** THE PROBLEM **
Within the records below, find each line with the word "instance" and copy it out.

** STUDY MATERIAL **

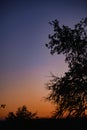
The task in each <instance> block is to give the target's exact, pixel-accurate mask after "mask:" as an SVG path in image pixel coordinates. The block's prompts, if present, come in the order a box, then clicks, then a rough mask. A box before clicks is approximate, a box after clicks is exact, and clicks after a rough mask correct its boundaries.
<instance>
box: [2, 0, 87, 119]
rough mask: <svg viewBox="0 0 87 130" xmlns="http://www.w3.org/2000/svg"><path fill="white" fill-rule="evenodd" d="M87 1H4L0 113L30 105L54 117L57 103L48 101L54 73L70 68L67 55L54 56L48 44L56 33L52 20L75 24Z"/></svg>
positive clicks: (3, 112) (68, 23) (4, 115)
mask: <svg viewBox="0 0 87 130" xmlns="http://www.w3.org/2000/svg"><path fill="white" fill-rule="evenodd" d="M86 7H87V2H86V0H1V1H0V104H2V103H5V104H6V105H7V106H6V108H5V109H3V110H2V109H0V116H1V117H2V116H5V115H6V114H7V113H8V112H9V111H14V112H15V111H16V110H17V108H18V107H20V106H22V105H26V106H27V108H28V109H29V110H30V111H32V112H35V111H37V112H38V116H50V113H51V112H52V111H53V109H54V108H53V107H54V106H53V105H51V104H50V103H47V102H44V101H43V97H45V96H47V93H49V91H48V90H46V88H45V87H46V86H45V84H46V83H47V82H48V81H49V79H50V72H52V73H53V74H57V75H58V76H61V75H63V73H64V72H65V71H67V65H66V64H65V62H64V56H62V55H61V56H60V55H59V56H57V55H54V56H52V55H51V54H50V52H49V50H48V49H47V48H46V47H45V43H47V42H48V41H49V39H48V34H50V33H52V27H50V25H49V24H48V22H49V21H52V20H55V19H58V20H59V21H60V23H61V24H65V25H68V26H70V27H73V26H74V24H76V23H78V22H79V21H80V20H81V19H82V18H84V17H86V16H87V8H86Z"/></svg>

** SOLUTION FOR THIS EXERCISE **
The task in each <instance> block is to give the target's exact, pixel-accurate mask after "mask:" as an SVG path in image pixel coordinates. The block's prompts, if present, come in the order a box, then clicks, then a rough mask. A box before clicks is approximate, a box after clicks is exact, and clicks after a rough mask correct its boundaries.
<instance>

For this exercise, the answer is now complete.